# [Problem requirements]
Pick out each line of the material below that contains the word "wooden", and copy every such line in full.

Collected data
-*-*-

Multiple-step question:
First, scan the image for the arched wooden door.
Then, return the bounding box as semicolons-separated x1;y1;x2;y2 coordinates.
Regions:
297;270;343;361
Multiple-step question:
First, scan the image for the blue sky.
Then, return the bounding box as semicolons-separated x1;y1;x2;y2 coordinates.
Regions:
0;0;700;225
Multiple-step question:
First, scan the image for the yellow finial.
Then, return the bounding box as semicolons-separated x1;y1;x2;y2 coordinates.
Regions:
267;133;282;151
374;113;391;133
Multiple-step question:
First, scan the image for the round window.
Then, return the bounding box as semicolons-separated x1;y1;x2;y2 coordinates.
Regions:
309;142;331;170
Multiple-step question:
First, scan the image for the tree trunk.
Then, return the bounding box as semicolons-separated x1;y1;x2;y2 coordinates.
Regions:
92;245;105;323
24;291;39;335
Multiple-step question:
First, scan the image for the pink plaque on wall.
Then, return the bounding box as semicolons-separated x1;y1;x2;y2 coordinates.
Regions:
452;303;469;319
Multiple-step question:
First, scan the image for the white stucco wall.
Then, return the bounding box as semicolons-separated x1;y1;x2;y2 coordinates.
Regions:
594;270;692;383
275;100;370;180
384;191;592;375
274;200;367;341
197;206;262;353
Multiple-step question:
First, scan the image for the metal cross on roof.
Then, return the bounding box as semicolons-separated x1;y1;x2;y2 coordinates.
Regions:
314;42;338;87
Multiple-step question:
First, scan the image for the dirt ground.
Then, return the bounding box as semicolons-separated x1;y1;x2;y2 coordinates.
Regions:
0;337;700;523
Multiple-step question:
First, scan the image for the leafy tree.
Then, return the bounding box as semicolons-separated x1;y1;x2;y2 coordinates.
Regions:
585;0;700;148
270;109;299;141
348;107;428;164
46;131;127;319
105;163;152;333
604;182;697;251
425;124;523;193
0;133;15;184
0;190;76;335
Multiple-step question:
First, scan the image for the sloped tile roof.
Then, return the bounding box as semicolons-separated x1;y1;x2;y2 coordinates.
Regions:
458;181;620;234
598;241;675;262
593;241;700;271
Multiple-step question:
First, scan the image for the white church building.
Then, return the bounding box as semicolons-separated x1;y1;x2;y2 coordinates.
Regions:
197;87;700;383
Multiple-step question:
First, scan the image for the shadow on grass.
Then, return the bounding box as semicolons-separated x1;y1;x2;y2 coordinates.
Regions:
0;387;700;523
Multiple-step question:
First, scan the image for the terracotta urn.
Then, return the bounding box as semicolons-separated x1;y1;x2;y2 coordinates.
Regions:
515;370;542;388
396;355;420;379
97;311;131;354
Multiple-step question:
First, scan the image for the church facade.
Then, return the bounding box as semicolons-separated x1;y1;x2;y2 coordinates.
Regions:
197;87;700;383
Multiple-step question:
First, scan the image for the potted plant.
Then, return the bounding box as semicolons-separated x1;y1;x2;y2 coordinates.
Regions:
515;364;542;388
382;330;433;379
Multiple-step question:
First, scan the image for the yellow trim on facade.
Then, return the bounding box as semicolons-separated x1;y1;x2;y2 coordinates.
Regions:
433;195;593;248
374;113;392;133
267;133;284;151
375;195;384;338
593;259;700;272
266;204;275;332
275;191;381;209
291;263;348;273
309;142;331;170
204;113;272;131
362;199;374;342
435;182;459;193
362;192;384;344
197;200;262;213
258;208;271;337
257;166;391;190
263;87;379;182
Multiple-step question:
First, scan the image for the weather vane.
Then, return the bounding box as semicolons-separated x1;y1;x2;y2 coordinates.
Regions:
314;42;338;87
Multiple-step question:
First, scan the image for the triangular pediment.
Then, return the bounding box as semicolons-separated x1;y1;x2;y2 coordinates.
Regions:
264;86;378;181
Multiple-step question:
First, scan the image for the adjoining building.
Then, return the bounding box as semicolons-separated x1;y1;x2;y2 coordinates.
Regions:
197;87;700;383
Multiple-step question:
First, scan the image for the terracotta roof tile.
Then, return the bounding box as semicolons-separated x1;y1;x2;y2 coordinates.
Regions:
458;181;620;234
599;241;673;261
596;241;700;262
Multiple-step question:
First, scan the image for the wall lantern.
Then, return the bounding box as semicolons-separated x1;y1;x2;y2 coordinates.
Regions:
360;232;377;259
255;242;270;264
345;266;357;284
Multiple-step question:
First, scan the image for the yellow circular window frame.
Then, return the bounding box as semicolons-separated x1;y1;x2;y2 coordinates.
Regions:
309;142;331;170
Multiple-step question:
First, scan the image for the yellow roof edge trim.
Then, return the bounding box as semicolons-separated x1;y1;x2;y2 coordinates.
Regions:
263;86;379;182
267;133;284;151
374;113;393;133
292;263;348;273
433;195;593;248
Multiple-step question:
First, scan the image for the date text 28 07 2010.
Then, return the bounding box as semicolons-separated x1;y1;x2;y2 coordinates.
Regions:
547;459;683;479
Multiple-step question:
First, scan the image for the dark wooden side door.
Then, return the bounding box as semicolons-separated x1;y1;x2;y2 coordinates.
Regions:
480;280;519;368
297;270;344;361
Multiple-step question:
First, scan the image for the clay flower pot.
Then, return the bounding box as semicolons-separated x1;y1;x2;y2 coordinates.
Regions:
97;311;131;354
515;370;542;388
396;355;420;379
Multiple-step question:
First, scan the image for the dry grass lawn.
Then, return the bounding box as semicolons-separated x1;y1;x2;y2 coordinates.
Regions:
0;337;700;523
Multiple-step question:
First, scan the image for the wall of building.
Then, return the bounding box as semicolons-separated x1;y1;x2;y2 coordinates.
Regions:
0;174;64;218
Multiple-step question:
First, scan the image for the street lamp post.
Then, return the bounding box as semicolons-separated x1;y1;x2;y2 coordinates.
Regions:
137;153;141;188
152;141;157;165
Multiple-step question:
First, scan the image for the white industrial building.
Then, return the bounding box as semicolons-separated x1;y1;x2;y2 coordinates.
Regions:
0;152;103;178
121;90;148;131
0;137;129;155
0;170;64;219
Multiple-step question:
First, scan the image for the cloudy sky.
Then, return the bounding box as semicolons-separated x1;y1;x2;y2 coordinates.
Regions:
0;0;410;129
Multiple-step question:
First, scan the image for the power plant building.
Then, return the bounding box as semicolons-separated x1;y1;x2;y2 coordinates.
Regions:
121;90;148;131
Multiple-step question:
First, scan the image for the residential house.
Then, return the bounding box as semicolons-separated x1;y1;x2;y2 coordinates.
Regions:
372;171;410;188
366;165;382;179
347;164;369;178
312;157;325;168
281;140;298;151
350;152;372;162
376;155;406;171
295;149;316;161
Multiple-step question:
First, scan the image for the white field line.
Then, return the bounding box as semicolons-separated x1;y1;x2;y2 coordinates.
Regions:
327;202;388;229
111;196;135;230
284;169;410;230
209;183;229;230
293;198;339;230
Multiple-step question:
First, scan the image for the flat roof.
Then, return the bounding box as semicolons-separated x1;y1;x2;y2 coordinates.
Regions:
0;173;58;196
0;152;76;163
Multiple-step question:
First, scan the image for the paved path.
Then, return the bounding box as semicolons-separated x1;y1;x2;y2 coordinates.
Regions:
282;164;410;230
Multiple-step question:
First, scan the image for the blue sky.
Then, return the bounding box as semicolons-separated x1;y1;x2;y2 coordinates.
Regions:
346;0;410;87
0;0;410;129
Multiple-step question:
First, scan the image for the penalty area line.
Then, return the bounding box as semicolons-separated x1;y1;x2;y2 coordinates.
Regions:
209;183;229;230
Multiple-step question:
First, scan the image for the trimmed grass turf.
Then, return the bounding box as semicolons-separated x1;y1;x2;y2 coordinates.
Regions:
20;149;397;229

-*-*-

# [Result for this task]
First, scan the image for the arched wooden door.
First, scan the image for the dark wooden side door.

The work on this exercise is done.